• **Task instructions**:
**a)** Sum up the post about an iBatis-based authentication realm below in two sentences.
**b)** Answer these questions from the post about an iBatis-based authentication realm below.
(i) In which iBatis file could database connection parameters be switched?
(ii) What files might otherwise need changing to alter the user authentication data model?
(iii) What would make the writer more likely to develop and use such a realm?
**c)** Carry on the post about an iBatis-based authentication realm below, starting after its final sentence.

··· Passage

Brandon:
 
- ability to potentially switch db connection parameters in only one ibatis database.properties file (don't repeat yourself)
 
- ability to change your user auth data model in one ibatis XML file instead of potentially multiple web.xml files
 
- wouldn't this provide good "inversion of control" / "dependency injection": if the realm implementation itself were configurable, you'd presumably tweak that realm implementation in one place (if, for example, you wanted to temporarily read in user information from an XML file during db maintenance.)  Your ibatis realm implementation may be a singleton used by more than one app--and you could get away with configuring that in only one spot if that's what floats your boat...
 
It seems worthwhile to me--in fact I had already considered doing something like this...
But I wasn't using Tomcat at the time.  My only reservation is that I would be more likely to develop and use something like this if it were made to be portable across Java app servers.

······
··· Data extract

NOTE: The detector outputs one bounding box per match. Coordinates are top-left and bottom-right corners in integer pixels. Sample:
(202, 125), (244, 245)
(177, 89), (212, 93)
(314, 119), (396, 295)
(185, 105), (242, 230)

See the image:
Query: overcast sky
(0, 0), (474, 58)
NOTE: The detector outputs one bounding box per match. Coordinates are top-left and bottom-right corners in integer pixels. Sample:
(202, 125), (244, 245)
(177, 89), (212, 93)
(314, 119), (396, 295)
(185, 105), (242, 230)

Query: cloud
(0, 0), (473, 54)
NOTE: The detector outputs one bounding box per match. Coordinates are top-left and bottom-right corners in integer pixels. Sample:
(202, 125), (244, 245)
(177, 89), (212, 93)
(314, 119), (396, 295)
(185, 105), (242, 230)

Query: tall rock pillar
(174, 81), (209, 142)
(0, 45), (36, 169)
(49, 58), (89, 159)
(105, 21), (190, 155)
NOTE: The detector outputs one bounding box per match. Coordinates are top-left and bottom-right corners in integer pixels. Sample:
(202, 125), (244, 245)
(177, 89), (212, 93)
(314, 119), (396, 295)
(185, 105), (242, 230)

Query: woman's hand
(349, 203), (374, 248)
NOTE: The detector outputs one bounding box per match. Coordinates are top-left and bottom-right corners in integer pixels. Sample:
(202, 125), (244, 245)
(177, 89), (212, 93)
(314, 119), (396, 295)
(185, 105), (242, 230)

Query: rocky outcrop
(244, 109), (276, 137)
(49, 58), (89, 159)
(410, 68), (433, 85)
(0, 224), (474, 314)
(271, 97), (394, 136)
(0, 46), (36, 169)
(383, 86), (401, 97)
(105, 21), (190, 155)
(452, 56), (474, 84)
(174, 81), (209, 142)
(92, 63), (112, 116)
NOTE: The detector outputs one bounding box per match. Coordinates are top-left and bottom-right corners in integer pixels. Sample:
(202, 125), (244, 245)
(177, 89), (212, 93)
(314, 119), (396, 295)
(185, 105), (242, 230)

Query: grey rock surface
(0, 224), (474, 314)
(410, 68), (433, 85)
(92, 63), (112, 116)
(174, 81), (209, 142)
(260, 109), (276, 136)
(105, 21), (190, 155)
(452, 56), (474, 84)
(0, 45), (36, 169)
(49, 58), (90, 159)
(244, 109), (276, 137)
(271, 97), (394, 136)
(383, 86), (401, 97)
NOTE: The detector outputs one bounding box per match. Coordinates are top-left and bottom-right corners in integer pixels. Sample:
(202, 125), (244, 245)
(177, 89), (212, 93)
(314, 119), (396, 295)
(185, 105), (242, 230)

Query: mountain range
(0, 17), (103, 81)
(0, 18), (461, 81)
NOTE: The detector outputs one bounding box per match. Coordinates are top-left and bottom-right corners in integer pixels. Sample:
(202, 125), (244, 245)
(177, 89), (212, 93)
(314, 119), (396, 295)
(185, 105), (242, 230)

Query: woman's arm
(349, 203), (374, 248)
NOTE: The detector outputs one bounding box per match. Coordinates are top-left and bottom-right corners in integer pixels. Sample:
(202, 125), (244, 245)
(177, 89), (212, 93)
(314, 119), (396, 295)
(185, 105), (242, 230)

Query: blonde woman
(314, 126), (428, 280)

······

• **Answer set**:
**a)** The post lists the advantages of an iBatis realm: database connection parameters and the user authentication data model could each be changed in a single iBatis file rather than in several places. A configurable realm implementation would also give good inversion of control, and the writer finds the idea worthwhile but would be more likely to develop and use it if it were portable across Java app servers.

**b)**
(i) The database.properties file.
(ii) Potentially multiple web.xml files.
(iii) Its being made portable across Java app servers.

**c)**
 
Agree? Disagree?
 
-Brett


Brandon Goodin <[EMAIL PROTECTED]> wrote:
i don't see why you would need to use ibatis for that. If you wanted
to you could write a Realm implementation that took advantage of
ibatis... but, why?

Brandon


On Thu, 17 Mar 2005 15:37:03 +0000, Tim Christopher
<[EMAIL PROTECTED]>wrote:
> Hi,
>
> Can anyone let me know if it is possible to use iBATIS for
> implementing JDBCRealm, or do I have to access the database directly?
>
> I've looked on Google and in the Developer Notes for iBATIS and have
> found nothing on this topic.
>
> Any help would be much appreciated.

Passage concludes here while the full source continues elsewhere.